§ Selected extract:
The difficulties created for a Manhattan family by the renovation of the apartment upstairs include a homicidal stalker.
From the first sentence, it all starts so innocently: “Mark and Karen Breakstone got married a little late in life.” When they're set up by mutual friends, she loves his humor, he loves her body, and soon they're happily expecting a baby and living in an apartment building west of Park Avenue in the unit just below the penthouse. But just pages into their tale, Weiner introduces a second storyline: “About ten years before Mark and Karen’s first date, Robert Klasky was born in Newark, New Jersey to a single mother in the public hospital.” Young Bobby has drawn some very bad cards in life—his mother is a totally unmaternal heroin addict whose home is filled with fellow junkies and nasty boyfriends and whose son is last on her list of concerns. Before long, Bobby’s deep emotional warping and capacity for violence are expressed in crimes of escalating seriousness. In the meantime, the Breakstones’ beautiful baby daughter has grown into a leggy and very bright adolescent whose upbringing has driven a wedge between her unhappy parents. Clearly there’s a reason these stories are being told side by side, and it cannot be good. As the plot plummets terrifyingly toward God knows what, the highly stylized sentences have a headlong energy of their own. “One day Bobby had to break up a fight between his Mother and her Boyfriend…and eventually revealed to the Officer that, although sharing heroin had begun their romance, their habits had grown and forced them to ruthlessly compete over every score. The Officer said Bobby was a survivor and urged him to get away from the house as soon as possible.” Oh, he will.
The creator of Mad Men makes his fiction debut with a noirish novella designed to be read in one hair-raising session.

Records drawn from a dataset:
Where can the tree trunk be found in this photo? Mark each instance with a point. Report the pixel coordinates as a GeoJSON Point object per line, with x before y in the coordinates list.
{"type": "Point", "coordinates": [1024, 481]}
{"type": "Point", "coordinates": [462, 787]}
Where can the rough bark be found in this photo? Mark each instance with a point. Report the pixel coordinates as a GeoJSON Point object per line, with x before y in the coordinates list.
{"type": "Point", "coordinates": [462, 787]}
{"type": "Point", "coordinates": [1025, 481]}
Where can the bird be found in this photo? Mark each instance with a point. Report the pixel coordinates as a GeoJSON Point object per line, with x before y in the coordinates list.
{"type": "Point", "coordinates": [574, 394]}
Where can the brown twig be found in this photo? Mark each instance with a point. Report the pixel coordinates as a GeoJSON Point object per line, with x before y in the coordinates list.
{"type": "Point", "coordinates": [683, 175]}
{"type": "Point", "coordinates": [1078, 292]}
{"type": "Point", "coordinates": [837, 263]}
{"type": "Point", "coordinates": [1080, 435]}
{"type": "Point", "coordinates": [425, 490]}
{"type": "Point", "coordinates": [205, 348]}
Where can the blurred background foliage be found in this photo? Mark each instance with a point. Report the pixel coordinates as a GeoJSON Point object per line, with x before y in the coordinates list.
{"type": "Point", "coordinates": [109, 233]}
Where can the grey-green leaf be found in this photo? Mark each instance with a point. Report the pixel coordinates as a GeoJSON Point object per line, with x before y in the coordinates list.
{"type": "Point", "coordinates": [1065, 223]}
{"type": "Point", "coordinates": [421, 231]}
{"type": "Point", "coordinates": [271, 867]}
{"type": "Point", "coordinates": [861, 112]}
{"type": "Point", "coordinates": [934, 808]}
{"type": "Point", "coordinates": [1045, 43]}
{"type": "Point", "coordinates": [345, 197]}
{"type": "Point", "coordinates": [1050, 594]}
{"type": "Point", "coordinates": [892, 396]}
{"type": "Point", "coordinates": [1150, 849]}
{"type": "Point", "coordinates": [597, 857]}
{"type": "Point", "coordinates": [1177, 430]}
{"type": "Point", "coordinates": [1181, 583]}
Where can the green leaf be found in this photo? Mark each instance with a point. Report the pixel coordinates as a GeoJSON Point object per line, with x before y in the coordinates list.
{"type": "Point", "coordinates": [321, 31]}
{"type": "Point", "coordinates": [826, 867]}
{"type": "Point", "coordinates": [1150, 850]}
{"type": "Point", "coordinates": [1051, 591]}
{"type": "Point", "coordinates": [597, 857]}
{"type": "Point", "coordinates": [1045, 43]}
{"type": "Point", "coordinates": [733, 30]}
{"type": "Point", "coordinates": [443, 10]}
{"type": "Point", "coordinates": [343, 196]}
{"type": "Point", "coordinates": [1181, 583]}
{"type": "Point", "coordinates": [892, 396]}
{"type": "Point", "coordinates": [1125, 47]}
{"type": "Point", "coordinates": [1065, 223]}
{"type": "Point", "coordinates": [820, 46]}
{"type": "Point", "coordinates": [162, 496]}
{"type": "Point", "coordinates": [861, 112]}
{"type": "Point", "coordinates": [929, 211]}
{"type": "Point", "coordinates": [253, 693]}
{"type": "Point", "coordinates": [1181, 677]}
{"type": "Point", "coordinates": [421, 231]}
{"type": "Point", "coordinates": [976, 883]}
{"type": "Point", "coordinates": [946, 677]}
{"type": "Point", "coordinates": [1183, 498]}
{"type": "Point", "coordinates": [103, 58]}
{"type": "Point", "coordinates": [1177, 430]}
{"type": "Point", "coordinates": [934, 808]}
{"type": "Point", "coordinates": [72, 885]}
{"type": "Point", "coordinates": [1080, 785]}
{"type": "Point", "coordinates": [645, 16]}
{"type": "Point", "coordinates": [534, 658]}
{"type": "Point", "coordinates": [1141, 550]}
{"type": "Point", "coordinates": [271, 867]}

§ Questions to answer:
[A] Summarize the review in two sentences.
[B] According to the review, where was Robert Klasky born?
The listing originates from a separate source.

§ Answers by item:
[A] The review describes a novella that pairs the story of Mark and Karen Breakstone, a Manhattan couple who married late and raise a daughter whose upbringing drives them apart, with that of Bobby Klasky, a boy raised by a heroin-addicted mother whose violence escalates into increasingly serious crimes. It observes that the two storylines are clearly headed toward something bad, praises the headlong energy of the stylized sentences, and presents the book as the noirish fiction debut of the creator of Mad Men.

[B] He was born in the public hospital in Newark, New Jersey.